> _About this task_:
List as numbered lines everything in the material from the start down to the line containing "positive clicks: (110, 177)", including that line and skipping blank lines. Leave the pictures out.

> _Dataset entries_:

↓↓↓

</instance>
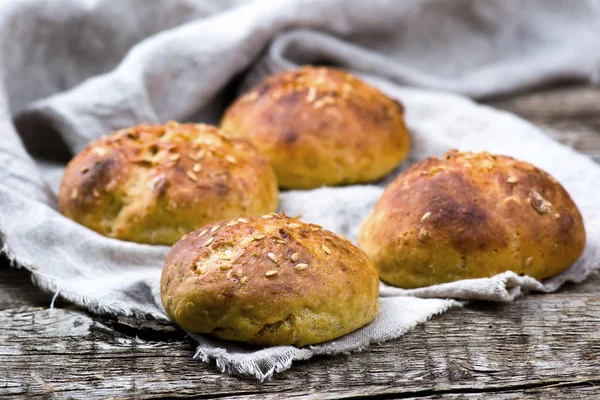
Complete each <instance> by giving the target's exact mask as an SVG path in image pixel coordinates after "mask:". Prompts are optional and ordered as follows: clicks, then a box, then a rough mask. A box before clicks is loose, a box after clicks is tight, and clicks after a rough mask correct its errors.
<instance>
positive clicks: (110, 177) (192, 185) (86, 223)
mask: <svg viewBox="0 0 600 400" xmlns="http://www.w3.org/2000/svg"><path fill="white" fill-rule="evenodd" d="M59 201H60V209H61V212H62V213H63V214H64V215H65V216H67V217H69V218H71V219H73V220H75V221H77V222H79V223H80V224H82V225H85V226H87V227H88V228H90V229H93V230H95V231H96V232H98V233H101V234H102V235H105V236H110V237H113V238H117V239H123V240H130V241H134V242H139V243H151V244H167V245H171V244H173V243H174V242H176V241H177V240H179V238H181V236H182V235H183V234H185V233H187V232H190V231H192V230H194V229H196V228H198V227H201V226H203V225H205V224H207V223H209V222H211V221H215V220H219V219H223V218H233V217H239V216H244V215H261V214H264V213H266V212H271V211H274V210H275V209H276V208H277V203H278V191H277V182H276V178H275V174H274V173H273V170H272V169H271V167H270V166H269V164H268V163H267V161H266V160H265V158H264V157H263V156H262V155H261V154H260V152H259V151H258V150H256V148H254V147H253V146H252V145H251V144H250V143H249V142H248V141H246V140H244V139H231V140H230V139H227V138H226V137H224V136H223V135H222V132H220V131H219V130H218V129H217V128H215V127H213V126H209V125H203V124H199V125H194V124H178V123H175V122H170V123H168V124H167V125H156V126H149V125H140V126H136V127H134V128H130V129H123V130H120V131H117V132H114V133H113V134H111V135H108V136H105V137H103V138H100V139H99V140H96V141H95V142H93V143H91V144H90V145H89V146H88V147H87V148H85V149H84V150H83V151H82V152H81V153H79V154H78V155H77V156H76V157H75V158H74V159H73V160H72V161H71V162H70V163H69V165H68V166H67V170H66V171H65V174H64V176H63V180H62V183H61V188H60V195H59Z"/></svg>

↑↑↑

> _Task response_:
1. </instance>
2. Complete each <instance> by giving the target's exact mask as an SVG path in image pixel coordinates after "mask:". Prompts are optional and ordered as follows: clicks, then a box, then a rough mask. A box before clicks is loose, a box after clicks is tight, and clicks after a rough mask correct its errors.
3. <instance>
4. positive clicks: (110, 177) (192, 185) (86, 223)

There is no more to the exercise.